Source document: Begin

Some Pennsylvania workers are exposed to hazards periodically or regularly while on the job. Pottstown employers are obligated to take the necessary precautions to prevent workplace illnesses caused by these dangers, whether that means monitoring workspace air quality or providing employees with protective gear.
Doctors and health officials know more today than they ever have about the occupational hazards. Workplace safety rules in place today were not as plentiful in years past. Workers labored in jobs they didn't realize put them at risk of serious and sometimes fatal medical conditions like mesothelioma.
Mesothelioma is an uncommon form of cancer with direct links to asbestos exposure. Asbestos is a naturally-occurring mineral with properties that make the substance attractive for commercial purposes. Manufacturers have found multiple uses for asbestos in everything from brakes to building materials.
Asbestos mineral fibers become airborne when disturbed. A worker who breathes in or swallows asbestos fibers in a large, short burst or in smaller doses over time has an elevated risk of developing mesothelioma. Even cases of secondhand asbestos exposure have been recorded.
The asbestos-related disease strikes the linings or mesothelium of internal organs, predominantly the lungs, although the abdomen, heart and testicles also can be affected. The fibers settle inside the body, apparently without causing any immediate problems. Symptoms of mesothelioma may not appear for three or four decades after exposure, when medical treatment can provide little benefit for the victim.
There is no cure for malignant mesothelioma, but there are benefits and legal remedies available for victims of asbestos-related illnesses and their families. Workers' compensation benefits are paid to employees who suffer occupational illnesses and injuries. In addition, attorneys can help file injury claims against negligent parties for damages.
Since mesothelioma often surfaces as a late-stage cancer, legal actions that begin as personal injury cases sometimes become wrongful death lawsuits before a claim is resolved.

Source document: End

▶ _Questions on the material_
**1.** Return the portion of the mesothelioma article between "Doctors and health" and "to building materials.", inclusive, copying it word for word.
**2.** Answer these questions using the mesothelioma article:
(a) What kind of substance does the article say asbestos is?
(b) How long after exposure may symptoms of mesothelioma not appear?
(c) What benefits are paid to employees who suffer occupational illnesses and injuries?
The listing that comes after has no connection to the mesothelioma article.

Information given: Begin

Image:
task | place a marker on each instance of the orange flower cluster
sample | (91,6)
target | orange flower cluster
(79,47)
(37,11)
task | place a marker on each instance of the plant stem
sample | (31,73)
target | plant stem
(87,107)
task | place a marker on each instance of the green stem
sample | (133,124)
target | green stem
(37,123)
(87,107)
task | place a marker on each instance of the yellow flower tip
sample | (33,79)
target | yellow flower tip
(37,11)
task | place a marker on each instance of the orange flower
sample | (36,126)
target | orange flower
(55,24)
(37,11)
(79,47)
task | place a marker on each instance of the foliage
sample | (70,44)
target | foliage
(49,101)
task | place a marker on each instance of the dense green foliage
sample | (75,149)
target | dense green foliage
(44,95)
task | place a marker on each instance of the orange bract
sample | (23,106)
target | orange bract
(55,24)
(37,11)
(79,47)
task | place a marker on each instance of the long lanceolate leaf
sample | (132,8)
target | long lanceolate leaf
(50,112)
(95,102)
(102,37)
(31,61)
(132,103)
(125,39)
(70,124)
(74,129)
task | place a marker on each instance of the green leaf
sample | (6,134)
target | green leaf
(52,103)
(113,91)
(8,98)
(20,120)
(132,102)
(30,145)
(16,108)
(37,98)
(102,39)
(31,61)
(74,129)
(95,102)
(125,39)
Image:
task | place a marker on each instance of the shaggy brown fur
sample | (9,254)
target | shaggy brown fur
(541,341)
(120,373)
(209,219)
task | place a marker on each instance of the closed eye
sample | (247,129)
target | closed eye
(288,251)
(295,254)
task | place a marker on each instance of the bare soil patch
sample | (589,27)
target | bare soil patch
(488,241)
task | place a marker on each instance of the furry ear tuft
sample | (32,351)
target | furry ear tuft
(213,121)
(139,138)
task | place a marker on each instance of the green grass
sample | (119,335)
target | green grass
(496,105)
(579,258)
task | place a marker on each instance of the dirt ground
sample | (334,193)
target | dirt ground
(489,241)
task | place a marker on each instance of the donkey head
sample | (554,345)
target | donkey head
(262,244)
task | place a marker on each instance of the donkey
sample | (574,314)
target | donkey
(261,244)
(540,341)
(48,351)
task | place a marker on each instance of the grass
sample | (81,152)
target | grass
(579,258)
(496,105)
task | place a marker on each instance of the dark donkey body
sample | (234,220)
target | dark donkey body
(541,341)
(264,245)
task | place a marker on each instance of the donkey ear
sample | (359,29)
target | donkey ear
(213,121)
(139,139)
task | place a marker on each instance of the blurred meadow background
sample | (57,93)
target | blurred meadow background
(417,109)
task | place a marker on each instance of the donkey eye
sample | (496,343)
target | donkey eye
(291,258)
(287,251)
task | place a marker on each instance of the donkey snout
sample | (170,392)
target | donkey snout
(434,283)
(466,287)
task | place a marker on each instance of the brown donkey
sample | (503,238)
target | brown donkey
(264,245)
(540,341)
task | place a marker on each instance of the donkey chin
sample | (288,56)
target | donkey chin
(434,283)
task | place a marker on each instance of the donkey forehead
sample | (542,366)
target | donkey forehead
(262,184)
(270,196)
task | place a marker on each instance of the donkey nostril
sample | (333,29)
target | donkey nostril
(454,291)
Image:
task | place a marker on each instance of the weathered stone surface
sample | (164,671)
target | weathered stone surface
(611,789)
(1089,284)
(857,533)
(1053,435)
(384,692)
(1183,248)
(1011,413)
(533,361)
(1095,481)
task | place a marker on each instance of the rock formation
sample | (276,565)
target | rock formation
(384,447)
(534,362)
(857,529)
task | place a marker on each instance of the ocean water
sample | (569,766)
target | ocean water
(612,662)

Information given: End

▶ _Task solutions_
**1.**
Doctors and health officials know more today than they ever have about the occupational hazards. Workplace safety rules in place today were not as plentiful in years past. Workers labored in jobs they didn't realize put them at risk of serious and sometimes fatal medical conditions like mesothelioma.
Mesothelioma is an uncommon form of cancer with direct links to asbestos exposure. Asbestos is a naturally-occurring mineral with properties that make the substance attractive for commercial purposes. Manufacturers have found multiple uses for asbestos in everything from brakes to building materials.

**2.**
(a) A naturally-occurring mineral.
(b) Three or four decades.
(c) Workers' compensation benefits.